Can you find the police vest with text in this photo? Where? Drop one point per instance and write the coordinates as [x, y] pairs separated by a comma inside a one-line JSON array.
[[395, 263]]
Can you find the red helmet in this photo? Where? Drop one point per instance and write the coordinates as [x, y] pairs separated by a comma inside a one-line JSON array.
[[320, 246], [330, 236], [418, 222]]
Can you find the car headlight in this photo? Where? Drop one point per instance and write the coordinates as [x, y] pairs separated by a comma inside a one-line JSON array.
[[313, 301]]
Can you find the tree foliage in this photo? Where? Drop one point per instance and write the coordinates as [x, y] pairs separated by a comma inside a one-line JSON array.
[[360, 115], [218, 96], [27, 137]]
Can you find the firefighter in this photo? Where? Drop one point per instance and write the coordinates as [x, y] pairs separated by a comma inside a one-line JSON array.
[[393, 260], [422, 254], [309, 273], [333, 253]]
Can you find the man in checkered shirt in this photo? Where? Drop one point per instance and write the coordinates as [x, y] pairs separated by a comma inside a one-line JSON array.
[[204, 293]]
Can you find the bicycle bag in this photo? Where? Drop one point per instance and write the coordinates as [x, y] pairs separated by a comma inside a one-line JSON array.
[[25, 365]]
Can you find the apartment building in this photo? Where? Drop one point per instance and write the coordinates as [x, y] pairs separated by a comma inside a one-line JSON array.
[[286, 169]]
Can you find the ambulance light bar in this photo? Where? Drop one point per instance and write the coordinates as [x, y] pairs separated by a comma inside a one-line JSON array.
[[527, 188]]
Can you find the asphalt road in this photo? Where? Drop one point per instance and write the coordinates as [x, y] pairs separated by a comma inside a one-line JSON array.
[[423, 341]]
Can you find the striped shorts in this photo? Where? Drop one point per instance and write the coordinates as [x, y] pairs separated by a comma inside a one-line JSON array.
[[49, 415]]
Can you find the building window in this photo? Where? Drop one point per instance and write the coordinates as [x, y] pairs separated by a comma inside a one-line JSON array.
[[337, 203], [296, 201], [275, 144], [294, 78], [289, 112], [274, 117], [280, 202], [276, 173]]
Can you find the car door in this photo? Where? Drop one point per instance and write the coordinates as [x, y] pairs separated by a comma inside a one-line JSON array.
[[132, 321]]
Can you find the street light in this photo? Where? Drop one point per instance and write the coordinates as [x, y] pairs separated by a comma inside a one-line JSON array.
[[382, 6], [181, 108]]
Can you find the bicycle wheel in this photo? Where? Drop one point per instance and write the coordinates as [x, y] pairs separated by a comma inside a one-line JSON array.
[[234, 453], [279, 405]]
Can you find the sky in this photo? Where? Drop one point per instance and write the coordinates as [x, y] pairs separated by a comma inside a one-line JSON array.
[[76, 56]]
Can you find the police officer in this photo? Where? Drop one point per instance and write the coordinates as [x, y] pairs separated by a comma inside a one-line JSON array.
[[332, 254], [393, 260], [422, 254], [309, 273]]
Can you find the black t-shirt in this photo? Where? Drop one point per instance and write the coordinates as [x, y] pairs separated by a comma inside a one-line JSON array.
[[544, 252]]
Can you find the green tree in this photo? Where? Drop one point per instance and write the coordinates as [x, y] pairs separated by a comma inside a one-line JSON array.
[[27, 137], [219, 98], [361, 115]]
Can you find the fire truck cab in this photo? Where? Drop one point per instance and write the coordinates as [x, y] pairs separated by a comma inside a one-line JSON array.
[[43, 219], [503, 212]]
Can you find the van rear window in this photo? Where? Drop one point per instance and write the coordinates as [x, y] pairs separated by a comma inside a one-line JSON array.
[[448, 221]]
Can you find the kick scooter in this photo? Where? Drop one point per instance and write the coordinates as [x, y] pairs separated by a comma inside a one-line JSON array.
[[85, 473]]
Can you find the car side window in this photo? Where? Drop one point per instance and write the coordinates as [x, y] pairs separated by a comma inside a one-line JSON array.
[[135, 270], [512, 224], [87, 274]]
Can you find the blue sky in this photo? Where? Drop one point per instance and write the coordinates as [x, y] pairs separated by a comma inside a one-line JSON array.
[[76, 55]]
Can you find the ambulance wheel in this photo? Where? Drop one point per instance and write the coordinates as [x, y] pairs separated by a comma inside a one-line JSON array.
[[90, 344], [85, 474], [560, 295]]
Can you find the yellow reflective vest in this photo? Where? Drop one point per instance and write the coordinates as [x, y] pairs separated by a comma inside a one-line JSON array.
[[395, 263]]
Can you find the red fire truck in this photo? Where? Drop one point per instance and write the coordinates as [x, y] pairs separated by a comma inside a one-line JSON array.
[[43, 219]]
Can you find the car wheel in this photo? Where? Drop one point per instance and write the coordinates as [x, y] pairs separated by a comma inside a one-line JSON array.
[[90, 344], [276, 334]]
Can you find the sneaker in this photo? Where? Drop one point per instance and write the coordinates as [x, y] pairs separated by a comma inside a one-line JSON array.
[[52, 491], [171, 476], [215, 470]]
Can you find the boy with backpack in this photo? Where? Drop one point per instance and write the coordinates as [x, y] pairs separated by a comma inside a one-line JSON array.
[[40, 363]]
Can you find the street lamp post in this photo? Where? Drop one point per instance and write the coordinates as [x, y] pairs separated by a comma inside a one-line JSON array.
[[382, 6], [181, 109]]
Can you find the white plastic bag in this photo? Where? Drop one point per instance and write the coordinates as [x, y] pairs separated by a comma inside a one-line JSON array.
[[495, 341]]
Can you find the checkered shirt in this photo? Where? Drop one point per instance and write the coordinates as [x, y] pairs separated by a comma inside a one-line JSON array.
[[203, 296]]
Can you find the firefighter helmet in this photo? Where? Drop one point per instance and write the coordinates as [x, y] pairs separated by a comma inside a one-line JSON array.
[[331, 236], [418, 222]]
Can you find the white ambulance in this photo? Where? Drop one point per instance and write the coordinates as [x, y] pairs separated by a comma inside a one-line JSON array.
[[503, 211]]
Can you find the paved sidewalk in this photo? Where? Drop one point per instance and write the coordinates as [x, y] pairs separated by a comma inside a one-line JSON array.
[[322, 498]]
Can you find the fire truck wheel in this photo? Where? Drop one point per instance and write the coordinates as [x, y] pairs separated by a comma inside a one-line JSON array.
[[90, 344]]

# Task description:
With nothing left out, return each entry exactly.

# Answer box:
Can you find the police vest with text in this photo? Where? Drop one point per instance and write the coordinates as [x, y] pairs separated by a comma inside a one-line JSON array.
[[395, 263]]
Can you find the red helmet in this photo? Where? Drop one point per instance and write the coordinates as [x, y] pairs separated by a comma inside a one-line JSON array.
[[320, 246], [330, 236], [418, 222]]
Can you find the car headlight in this photo? Where? Drop one point per instance and write the coordinates as [x, y] pairs separated by a comma inside a one-line JSON array.
[[313, 301]]
Can you find the tree foliage in this photo? Where? Drop one point per instance and write the coordinates as [x, y] pairs separated by a comma inside a one-line JSON array.
[[360, 115], [218, 96], [27, 137]]
Can you find the firefighter in this photo? Where? Drop one point per instance and write the coordinates as [x, y] pairs separated by a comma inside a one-line JSON array.
[[393, 260], [422, 254], [309, 273], [333, 253]]
Can you find the man in checkered shirt in this photo? Where? Drop one point per instance and write the coordinates as [x, y] pairs separated by a comma inside a one-line JSON array.
[[204, 293]]
Can you find the bicycle bag in this photo? Where? Drop one point per instance and write the coordinates as [x, y] pairs separated by a comma inside a one-line JSON array.
[[25, 365]]
Can you find the apartment building in this photo? Where? Drop one point per instance and write the coordinates as [x, y] pairs separated by a comma inside a one-line JSON array.
[[286, 169]]
Can you find the ambulance light bar in this photo? Where? Drop one point per instance and write the coordinates as [x, y] pairs separated by a comma inside a one-line JSON array.
[[527, 188]]
Can you find the asphalt road in this photo? Where? Drop one point per instance and write the coordinates as [x, y] pairs separated by a comma inside a one-line JSON array.
[[423, 341]]
Can you find the striped shorts in this photo? Where? Drop one point per instance and write the coordinates as [x, y] pairs separated by a comma inside a one-line JSON array.
[[49, 415]]
Can you find the building window in this photo? Where? Drop one point per instance and write the coordinates as [x, y] pairs separated by a comma inside a one-line JSON array.
[[337, 203], [296, 201], [275, 144], [294, 78], [289, 112], [274, 117], [280, 202], [276, 173]]
Can you find the car door in this photo? Where? Drop one point per instance and write the coordinates as [x, y] pairs separated by a comma inside a one-line JSON array.
[[132, 321]]
Can you find the street light in this photo? Where? Drop one point per instance and write the coordinates as [x, y] pairs separated by a comma inside a one-line JSON array.
[[382, 6], [181, 108]]
Can you find the bicycle wheel in this photo? Where? Drop one point per instance and write the coordinates as [x, y] pairs separated by a comma inside a one-line JSON array.
[[234, 453], [279, 405]]
Can you find the sky in this photo? Where? Drop one point per instance and write the coordinates as [x, y] pairs separated by a comma inside a one-line JSON array.
[[76, 56]]
Can you find the police officer in this photo? Where? Drop one point per instance and write the coordinates as [x, y] pairs separated by a comma inside a one-line JSON array.
[[332, 254], [393, 260], [422, 254], [309, 273]]
Can you find the black t-shirt in this photo? Where? Drop one point per instance and write the coordinates as [x, y] pairs separated by a comma inside a one-line JSON array.
[[544, 252]]
Can you find the green tree in this photo? Where? Drop one point per instance and write the coordinates as [x, y] pairs separated by a comma inside a one-line JSON array.
[[27, 137], [219, 98], [361, 115]]
Can you find the fire truck cab in this photo? Where? Drop one point per instance and write the coordinates as [x, y] pairs separated by a comma inside a one-line JSON array.
[[43, 219], [503, 212]]
Can you find the van rear window in this photo? Where? Drop one point per instance and write the coordinates as [x, y] pairs separated by a comma inside a one-line JSON array.
[[448, 221]]
Can you find the kick scooter in this photo? Where? Drop one point per instance and write the coordinates as [x, y] pairs separated by a comma inside a one-line JSON array.
[[85, 473]]
Can you find the car side window in this photo? Where? Drop one point per instance and write the coordinates as [x, y] pairs separated by a comma inside a one-line JSON array.
[[135, 270], [512, 224], [87, 274]]
Can you find the blue sky in this photo? Where? Drop one point per instance and write the coordinates as [x, y] pairs separated by a comma inside a one-line JSON array.
[[76, 55]]
Can you find the ambulance wheel in this photo? Where? Drop one point per instance and write the coordinates as [x, y] pairs separated by a comma inside a one-line JSON array.
[[90, 344], [85, 474], [560, 295]]
Can you find the yellow reflective vest in this photo? Where? Drop one point per instance and write the coordinates as [x, y] pairs separated by a comma inside a one-line JSON array.
[[395, 263]]
Can you find the red fire truck in this photo? Where? Drop one point per instance and write the coordinates as [x, y] pairs separated by a comma inside a one-line JSON array.
[[43, 219]]
Can you find the car wheel in this photo? Where? Drop one point per instance and write the coordinates as [x, y] pairs separated by a comma inside a one-line JSON array.
[[90, 344], [276, 334]]
Can you find the sneaker in this photo? Where? Drop one point per instance and write the coordinates as [x, y] pairs separated by a comma inside a one-line JSON array.
[[52, 491], [171, 476], [215, 470]]
Can you find the boy with backpack in this photo? Where? Drop one point per instance and write the coordinates as [x, y] pairs separated by a comma inside a one-line JSON array.
[[40, 363]]
Can you find the street lamp post in this photo? Where? Drop one point per instance and write the coordinates as [x, y] pairs separated by a comma inside a one-line JSON array.
[[382, 6], [181, 109]]
Can you find the white plastic bag in this photo? Where? Drop one point per instance and write the coordinates as [x, y] pairs separated by a comma inside a one-line JSON array.
[[495, 341]]
Can you find the checkered shirt in this photo? Where? Drop one point per instance and write the coordinates as [x, y] pairs separated by a comma inside a one-line JSON array.
[[203, 296]]
Can you find the firefighter helmet in this photo? Where? Drop one point per instance and write the coordinates as [x, y] pairs separated by a comma inside a one-line JSON array.
[[331, 236], [418, 222]]
Can you find the white ambulance in this photo? Where? Drop one point per instance and write the coordinates as [x, y] pairs separated by a comma inside a one-line JSON array.
[[503, 211]]
Can you find the paved sidewalk in this photo? Where? Drop one point per instance and write the coordinates as [x, y] pairs separated by a comma inside a one-line JSON array.
[[322, 498]]
Can you find the fire truck wheel in this photo? Where? Drop one point per instance and write the coordinates as [x, y] pairs separated by a comma inside a one-line JSON array.
[[90, 344]]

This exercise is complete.